---------- Extracted information

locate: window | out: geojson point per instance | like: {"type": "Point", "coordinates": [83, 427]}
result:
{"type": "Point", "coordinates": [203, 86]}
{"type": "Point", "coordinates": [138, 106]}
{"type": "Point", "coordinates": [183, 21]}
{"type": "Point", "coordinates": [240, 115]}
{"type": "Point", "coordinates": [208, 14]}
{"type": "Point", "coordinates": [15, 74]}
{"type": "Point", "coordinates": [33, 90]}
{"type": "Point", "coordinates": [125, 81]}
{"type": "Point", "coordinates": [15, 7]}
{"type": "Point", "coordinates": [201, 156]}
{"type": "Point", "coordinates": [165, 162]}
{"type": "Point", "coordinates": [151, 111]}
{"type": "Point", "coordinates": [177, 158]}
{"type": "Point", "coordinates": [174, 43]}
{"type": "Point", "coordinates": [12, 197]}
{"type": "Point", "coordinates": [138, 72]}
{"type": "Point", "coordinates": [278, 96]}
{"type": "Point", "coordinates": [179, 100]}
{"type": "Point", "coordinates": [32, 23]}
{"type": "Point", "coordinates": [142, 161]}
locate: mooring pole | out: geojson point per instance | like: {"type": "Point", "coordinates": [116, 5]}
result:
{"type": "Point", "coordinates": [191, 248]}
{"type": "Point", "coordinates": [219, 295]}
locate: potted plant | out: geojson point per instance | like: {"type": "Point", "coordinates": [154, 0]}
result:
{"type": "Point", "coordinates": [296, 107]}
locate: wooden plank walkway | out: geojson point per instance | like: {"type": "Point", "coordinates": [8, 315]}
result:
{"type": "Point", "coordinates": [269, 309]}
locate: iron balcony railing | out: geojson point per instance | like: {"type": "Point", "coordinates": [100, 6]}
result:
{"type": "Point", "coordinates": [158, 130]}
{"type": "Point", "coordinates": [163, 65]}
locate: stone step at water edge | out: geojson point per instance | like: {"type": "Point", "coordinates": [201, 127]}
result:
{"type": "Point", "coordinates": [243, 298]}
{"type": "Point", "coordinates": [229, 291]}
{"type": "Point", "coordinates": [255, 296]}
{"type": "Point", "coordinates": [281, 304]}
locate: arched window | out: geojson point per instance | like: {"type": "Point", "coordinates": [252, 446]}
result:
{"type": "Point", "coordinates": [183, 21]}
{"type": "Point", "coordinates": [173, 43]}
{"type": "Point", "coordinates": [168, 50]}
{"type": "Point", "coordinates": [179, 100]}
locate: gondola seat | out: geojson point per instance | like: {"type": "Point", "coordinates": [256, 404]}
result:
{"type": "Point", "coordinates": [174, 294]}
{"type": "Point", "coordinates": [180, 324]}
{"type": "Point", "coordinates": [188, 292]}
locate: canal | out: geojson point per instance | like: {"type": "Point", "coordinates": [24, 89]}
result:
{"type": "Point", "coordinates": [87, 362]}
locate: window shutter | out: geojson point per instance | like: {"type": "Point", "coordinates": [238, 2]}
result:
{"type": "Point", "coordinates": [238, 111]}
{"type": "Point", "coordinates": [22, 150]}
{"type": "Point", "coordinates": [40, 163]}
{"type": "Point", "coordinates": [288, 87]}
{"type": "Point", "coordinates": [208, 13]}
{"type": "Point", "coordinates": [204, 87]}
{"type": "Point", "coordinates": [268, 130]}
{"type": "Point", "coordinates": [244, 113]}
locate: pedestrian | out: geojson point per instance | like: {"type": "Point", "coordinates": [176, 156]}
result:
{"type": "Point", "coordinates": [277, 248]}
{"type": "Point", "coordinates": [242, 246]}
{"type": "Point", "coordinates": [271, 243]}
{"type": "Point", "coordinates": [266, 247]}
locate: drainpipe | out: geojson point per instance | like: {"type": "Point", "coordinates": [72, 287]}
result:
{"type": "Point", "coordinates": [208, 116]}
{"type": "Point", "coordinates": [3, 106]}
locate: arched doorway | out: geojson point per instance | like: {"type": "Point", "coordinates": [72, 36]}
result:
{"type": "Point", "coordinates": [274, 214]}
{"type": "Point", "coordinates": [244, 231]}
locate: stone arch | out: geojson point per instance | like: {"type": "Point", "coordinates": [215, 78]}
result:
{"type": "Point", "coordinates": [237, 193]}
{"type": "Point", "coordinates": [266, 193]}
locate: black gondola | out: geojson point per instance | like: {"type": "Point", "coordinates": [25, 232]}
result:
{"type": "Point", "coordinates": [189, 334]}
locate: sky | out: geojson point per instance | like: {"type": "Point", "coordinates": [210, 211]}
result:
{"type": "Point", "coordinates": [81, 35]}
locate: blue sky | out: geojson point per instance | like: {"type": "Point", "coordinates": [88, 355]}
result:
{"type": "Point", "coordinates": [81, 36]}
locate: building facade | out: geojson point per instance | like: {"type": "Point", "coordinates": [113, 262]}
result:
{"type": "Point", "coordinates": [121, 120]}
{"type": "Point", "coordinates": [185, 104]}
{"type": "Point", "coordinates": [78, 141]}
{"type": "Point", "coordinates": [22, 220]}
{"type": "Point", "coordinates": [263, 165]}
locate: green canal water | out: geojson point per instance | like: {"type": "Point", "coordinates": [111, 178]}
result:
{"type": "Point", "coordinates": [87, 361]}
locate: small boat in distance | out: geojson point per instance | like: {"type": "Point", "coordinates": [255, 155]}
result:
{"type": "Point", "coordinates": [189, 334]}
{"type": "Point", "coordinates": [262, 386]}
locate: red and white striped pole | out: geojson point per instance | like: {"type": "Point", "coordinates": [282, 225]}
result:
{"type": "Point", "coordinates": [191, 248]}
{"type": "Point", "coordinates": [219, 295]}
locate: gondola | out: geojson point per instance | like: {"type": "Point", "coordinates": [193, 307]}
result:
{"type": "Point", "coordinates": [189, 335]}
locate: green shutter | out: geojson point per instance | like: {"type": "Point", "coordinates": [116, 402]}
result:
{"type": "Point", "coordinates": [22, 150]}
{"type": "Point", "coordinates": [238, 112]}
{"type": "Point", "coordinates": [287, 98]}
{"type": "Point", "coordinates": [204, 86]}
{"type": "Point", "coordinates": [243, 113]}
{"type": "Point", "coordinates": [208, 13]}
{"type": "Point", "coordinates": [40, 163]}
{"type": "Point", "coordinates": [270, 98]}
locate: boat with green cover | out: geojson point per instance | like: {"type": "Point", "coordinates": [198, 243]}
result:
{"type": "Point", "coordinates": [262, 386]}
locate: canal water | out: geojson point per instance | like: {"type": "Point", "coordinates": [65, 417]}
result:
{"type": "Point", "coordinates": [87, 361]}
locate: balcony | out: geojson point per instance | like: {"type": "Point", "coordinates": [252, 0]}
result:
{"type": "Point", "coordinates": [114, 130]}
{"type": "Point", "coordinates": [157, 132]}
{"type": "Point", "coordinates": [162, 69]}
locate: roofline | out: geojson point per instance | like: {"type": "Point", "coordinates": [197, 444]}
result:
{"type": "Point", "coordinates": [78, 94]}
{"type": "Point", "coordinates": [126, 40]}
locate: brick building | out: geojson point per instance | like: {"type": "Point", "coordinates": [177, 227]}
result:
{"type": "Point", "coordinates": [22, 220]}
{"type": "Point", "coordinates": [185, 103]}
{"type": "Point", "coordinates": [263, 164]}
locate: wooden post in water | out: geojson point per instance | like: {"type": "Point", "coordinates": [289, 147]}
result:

--------------------

• **Your instructions**: From the records above, extract every entry exactly as given.

• **Worked answer**:
locate: window | out: geojson point per instance | like: {"type": "Point", "coordinates": [83, 427]}
result:
{"type": "Point", "coordinates": [203, 86]}
{"type": "Point", "coordinates": [138, 106]}
{"type": "Point", "coordinates": [183, 21]}
{"type": "Point", "coordinates": [240, 115]}
{"type": "Point", "coordinates": [208, 14]}
{"type": "Point", "coordinates": [15, 74]}
{"type": "Point", "coordinates": [33, 90]}
{"type": "Point", "coordinates": [125, 81]}
{"type": "Point", "coordinates": [15, 7]}
{"type": "Point", "coordinates": [201, 156]}
{"type": "Point", "coordinates": [165, 162]}
{"type": "Point", "coordinates": [151, 111]}
{"type": "Point", "coordinates": [177, 158]}
{"type": "Point", "coordinates": [174, 43]}
{"type": "Point", "coordinates": [12, 197]}
{"type": "Point", "coordinates": [138, 72]}
{"type": "Point", "coordinates": [278, 96]}
{"type": "Point", "coordinates": [179, 100]}
{"type": "Point", "coordinates": [32, 23]}
{"type": "Point", "coordinates": [142, 161]}
locate: mooring pole | out: geojson point per instance | like: {"type": "Point", "coordinates": [116, 5]}
result:
{"type": "Point", "coordinates": [191, 248]}
{"type": "Point", "coordinates": [219, 295]}
locate: potted plant | out: geojson point per instance | like: {"type": "Point", "coordinates": [154, 0]}
result:
{"type": "Point", "coordinates": [296, 107]}
locate: wooden plank walkway | out: geojson point per instance | like: {"type": "Point", "coordinates": [8, 315]}
result:
{"type": "Point", "coordinates": [269, 309]}
locate: iron balcony railing | out: geojson point per instance | like: {"type": "Point", "coordinates": [100, 6]}
result:
{"type": "Point", "coordinates": [158, 130]}
{"type": "Point", "coordinates": [163, 65]}
locate: stone step at water edge | out: geojson point per instance | like: {"type": "Point", "coordinates": [201, 127]}
result:
{"type": "Point", "coordinates": [243, 298]}
{"type": "Point", "coordinates": [229, 291]}
{"type": "Point", "coordinates": [255, 296]}
{"type": "Point", "coordinates": [281, 304]}
locate: arched window | out: geojson point per instance | like: {"type": "Point", "coordinates": [252, 446]}
result:
{"type": "Point", "coordinates": [183, 21]}
{"type": "Point", "coordinates": [173, 43]}
{"type": "Point", "coordinates": [168, 50]}
{"type": "Point", "coordinates": [179, 100]}
locate: gondola seat | out: geojson point per instance | like: {"type": "Point", "coordinates": [256, 404]}
result:
{"type": "Point", "coordinates": [174, 294]}
{"type": "Point", "coordinates": [180, 324]}
{"type": "Point", "coordinates": [188, 292]}
locate: canal | out: geojson point per instance | like: {"type": "Point", "coordinates": [24, 89]}
result:
{"type": "Point", "coordinates": [87, 362]}
locate: window shutter | out: geojson point per instance | like: {"type": "Point", "coordinates": [238, 2]}
result:
{"type": "Point", "coordinates": [238, 111]}
{"type": "Point", "coordinates": [22, 150]}
{"type": "Point", "coordinates": [40, 163]}
{"type": "Point", "coordinates": [288, 87]}
{"type": "Point", "coordinates": [208, 13]}
{"type": "Point", "coordinates": [204, 87]}
{"type": "Point", "coordinates": [268, 130]}
{"type": "Point", "coordinates": [244, 113]}
locate: pedestrian | out: geojson point per instance | like: {"type": "Point", "coordinates": [176, 156]}
result:
{"type": "Point", "coordinates": [277, 248]}
{"type": "Point", "coordinates": [242, 246]}
{"type": "Point", "coordinates": [271, 243]}
{"type": "Point", "coordinates": [266, 247]}
locate: drainpipe | out: geojson point per instance | like: {"type": "Point", "coordinates": [72, 287]}
result:
{"type": "Point", "coordinates": [208, 116]}
{"type": "Point", "coordinates": [3, 106]}
locate: arched doorway | out: geojson point per instance | like: {"type": "Point", "coordinates": [72, 36]}
result:
{"type": "Point", "coordinates": [274, 214]}
{"type": "Point", "coordinates": [244, 231]}
locate: stone arch | out: geojson point per instance | like: {"type": "Point", "coordinates": [215, 78]}
result:
{"type": "Point", "coordinates": [237, 193]}
{"type": "Point", "coordinates": [266, 193]}
locate: black gondola | out: geojson point per instance | like: {"type": "Point", "coordinates": [25, 232]}
result:
{"type": "Point", "coordinates": [189, 334]}
locate: sky | out: geojson point per instance | like: {"type": "Point", "coordinates": [210, 211]}
result:
{"type": "Point", "coordinates": [81, 35]}
locate: blue sky | out: geojson point per instance | like: {"type": "Point", "coordinates": [88, 355]}
result:
{"type": "Point", "coordinates": [81, 36]}
locate: building facade | out: geojson point per instance | like: {"type": "Point", "coordinates": [113, 262]}
result:
{"type": "Point", "coordinates": [121, 120]}
{"type": "Point", "coordinates": [185, 104]}
{"type": "Point", "coordinates": [78, 141]}
{"type": "Point", "coordinates": [22, 220]}
{"type": "Point", "coordinates": [263, 165]}
locate: green canal water | out: geojson point per instance | like: {"type": "Point", "coordinates": [111, 178]}
result:
{"type": "Point", "coordinates": [87, 361]}
locate: small boat in distance | out: geojson point per instance | like: {"type": "Point", "coordinates": [255, 155]}
result:
{"type": "Point", "coordinates": [189, 334]}
{"type": "Point", "coordinates": [262, 386]}
locate: red and white striped pole | out: geojson point per instance | like: {"type": "Point", "coordinates": [282, 225]}
result:
{"type": "Point", "coordinates": [191, 248]}
{"type": "Point", "coordinates": [219, 295]}
locate: gondola | out: geojson point per instance | like: {"type": "Point", "coordinates": [193, 307]}
result:
{"type": "Point", "coordinates": [189, 335]}
locate: green shutter | out: geojson point per instance | like: {"type": "Point", "coordinates": [116, 402]}
result:
{"type": "Point", "coordinates": [22, 150]}
{"type": "Point", "coordinates": [238, 112]}
{"type": "Point", "coordinates": [287, 98]}
{"type": "Point", "coordinates": [204, 86]}
{"type": "Point", "coordinates": [243, 113]}
{"type": "Point", "coordinates": [208, 13]}
{"type": "Point", "coordinates": [40, 163]}
{"type": "Point", "coordinates": [270, 98]}
locate: boat with green cover | out: geojson point per instance | like: {"type": "Point", "coordinates": [198, 243]}
result:
{"type": "Point", "coordinates": [262, 386]}
locate: canal water | out: geojson point per instance | like: {"type": "Point", "coordinates": [65, 417]}
result:
{"type": "Point", "coordinates": [87, 361]}
locate: balcony | out: geojson point per instance | like: {"type": "Point", "coordinates": [252, 0]}
result:
{"type": "Point", "coordinates": [114, 130]}
{"type": "Point", "coordinates": [157, 132]}
{"type": "Point", "coordinates": [162, 69]}
locate: roofline | out: geojson point per instance | like: {"type": "Point", "coordinates": [197, 444]}
result:
{"type": "Point", "coordinates": [78, 94]}
{"type": "Point", "coordinates": [126, 40]}
locate: brick building | out: geojson point per instance | like: {"type": "Point", "coordinates": [177, 227]}
result:
{"type": "Point", "coordinates": [22, 220]}
{"type": "Point", "coordinates": [185, 103]}
{"type": "Point", "coordinates": [263, 164]}
locate: wooden post in water | out: geojson point per instance | like: {"type": "Point", "coordinates": [289, 147]}
result:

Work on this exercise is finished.